Pointing dataset records

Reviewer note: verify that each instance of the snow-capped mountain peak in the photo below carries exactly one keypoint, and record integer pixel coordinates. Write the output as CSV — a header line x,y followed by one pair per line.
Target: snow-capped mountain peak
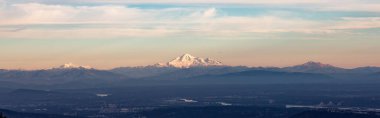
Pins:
x,y
316,64
187,60
72,66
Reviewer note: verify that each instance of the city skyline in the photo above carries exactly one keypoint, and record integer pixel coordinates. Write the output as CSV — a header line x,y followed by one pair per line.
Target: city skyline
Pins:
x,y
37,34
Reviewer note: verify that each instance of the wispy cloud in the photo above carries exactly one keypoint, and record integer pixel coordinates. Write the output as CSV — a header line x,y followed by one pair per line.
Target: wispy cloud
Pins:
x,y
108,21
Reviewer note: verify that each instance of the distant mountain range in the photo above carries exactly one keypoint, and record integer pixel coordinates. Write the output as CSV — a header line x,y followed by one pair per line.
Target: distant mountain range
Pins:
x,y
188,67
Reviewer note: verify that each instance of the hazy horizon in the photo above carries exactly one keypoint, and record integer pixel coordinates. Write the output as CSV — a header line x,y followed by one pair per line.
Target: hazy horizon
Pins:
x,y
37,34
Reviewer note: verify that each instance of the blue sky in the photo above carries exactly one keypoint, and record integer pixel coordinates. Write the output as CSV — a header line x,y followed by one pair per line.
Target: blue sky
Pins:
x,y
110,33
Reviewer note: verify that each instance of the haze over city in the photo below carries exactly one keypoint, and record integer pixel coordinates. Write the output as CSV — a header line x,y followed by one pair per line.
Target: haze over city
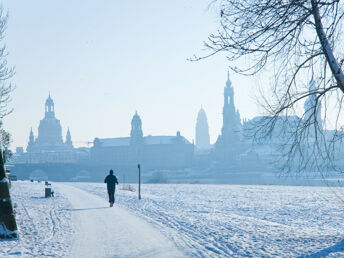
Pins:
x,y
102,61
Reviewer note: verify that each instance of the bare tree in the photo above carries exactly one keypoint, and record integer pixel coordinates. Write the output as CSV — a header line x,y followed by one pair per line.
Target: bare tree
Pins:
x,y
6,73
294,40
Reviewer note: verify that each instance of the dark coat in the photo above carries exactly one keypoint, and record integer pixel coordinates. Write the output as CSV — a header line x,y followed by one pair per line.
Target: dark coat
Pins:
x,y
111,181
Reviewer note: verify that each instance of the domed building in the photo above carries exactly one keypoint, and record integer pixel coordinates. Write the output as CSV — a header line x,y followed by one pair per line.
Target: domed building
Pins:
x,y
49,133
154,151
202,131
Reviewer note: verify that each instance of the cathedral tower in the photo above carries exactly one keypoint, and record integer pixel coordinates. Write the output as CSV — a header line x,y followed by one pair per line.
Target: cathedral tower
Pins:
x,y
202,130
136,134
228,143
69,142
31,141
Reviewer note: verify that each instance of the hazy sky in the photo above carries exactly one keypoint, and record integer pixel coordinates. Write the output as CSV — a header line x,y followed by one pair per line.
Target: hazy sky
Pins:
x,y
103,60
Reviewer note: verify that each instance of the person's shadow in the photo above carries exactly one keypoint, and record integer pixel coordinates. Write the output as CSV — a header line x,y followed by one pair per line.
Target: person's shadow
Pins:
x,y
338,247
85,209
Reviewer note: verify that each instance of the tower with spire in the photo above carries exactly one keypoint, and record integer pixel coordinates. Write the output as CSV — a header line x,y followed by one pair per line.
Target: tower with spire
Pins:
x,y
202,131
136,134
228,143
69,142
310,104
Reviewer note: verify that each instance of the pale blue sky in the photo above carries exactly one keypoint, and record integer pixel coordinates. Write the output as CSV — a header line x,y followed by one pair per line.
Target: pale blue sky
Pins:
x,y
103,60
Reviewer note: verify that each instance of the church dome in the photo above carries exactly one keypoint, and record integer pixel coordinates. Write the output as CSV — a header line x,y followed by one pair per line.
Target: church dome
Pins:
x,y
49,101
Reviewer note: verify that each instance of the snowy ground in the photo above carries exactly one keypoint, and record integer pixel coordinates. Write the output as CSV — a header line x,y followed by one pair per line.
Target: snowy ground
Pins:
x,y
178,220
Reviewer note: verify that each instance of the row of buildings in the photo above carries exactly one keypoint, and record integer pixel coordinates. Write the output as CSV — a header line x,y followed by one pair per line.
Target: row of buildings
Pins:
x,y
163,157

Exercise:
Retype, unchanged, every line of the records starting at the one that contains "Reviewer note: verify that each instance of the snowy" and ending at the final line of the records.

Finished exercise:
Reviewer note: verify that each instance of the snowy ground in the photo above carries exactly one keypoint, and record integer pixel coordinates. Write the output as CSV — a header line x,y followed by one pair per line.
Target: snowy ground
Pins:
x,y
178,220
Reviewer note: verify that each instance of the row of buildings in the photo above carries exactly one keypoint, and record integer pixel coordinates. Write the output as CSV — a header line x,y followed by one pair per line.
Target: row of buildings
Pins:
x,y
163,157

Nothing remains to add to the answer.